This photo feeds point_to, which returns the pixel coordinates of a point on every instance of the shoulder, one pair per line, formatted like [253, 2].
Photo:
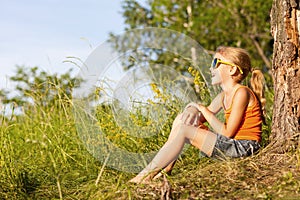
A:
[242, 94]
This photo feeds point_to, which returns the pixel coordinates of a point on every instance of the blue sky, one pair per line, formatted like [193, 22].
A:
[44, 32]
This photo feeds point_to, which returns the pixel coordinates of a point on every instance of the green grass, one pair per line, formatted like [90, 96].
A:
[42, 157]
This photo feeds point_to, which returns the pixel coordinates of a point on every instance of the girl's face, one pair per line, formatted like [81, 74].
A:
[219, 72]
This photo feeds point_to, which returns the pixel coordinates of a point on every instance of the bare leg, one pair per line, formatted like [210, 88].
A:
[200, 138]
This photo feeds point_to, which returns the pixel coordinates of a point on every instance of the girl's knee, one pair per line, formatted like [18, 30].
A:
[177, 120]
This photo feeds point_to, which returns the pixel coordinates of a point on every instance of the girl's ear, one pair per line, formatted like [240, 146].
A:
[233, 70]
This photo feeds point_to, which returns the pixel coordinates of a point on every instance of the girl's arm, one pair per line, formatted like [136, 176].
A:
[192, 116]
[239, 105]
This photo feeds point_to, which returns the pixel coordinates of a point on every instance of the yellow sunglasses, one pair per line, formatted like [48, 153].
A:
[216, 61]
___
WHAT NEEDS TO BE DONE:
Copy out the lines starting at the one that contains "like [240, 146]." and ending at the last line of the records, both included.

THE SOLUTION:
This photo feeds point_to, which returns the pixel coordinates of a point on every instance of the girl's ear, one pair per line, formatted like [240, 146].
A:
[233, 70]
This photo feeds point_to, which returns the pixel coordinates of a point on every instance of the girl's arm, one pair per line, formatted like [136, 176].
A:
[192, 116]
[239, 105]
This photo feeds point_to, which returns the pixel coordinates of a point on every instance of the yellow sunglasses, one pair per line, formatted like [48, 153].
A:
[216, 61]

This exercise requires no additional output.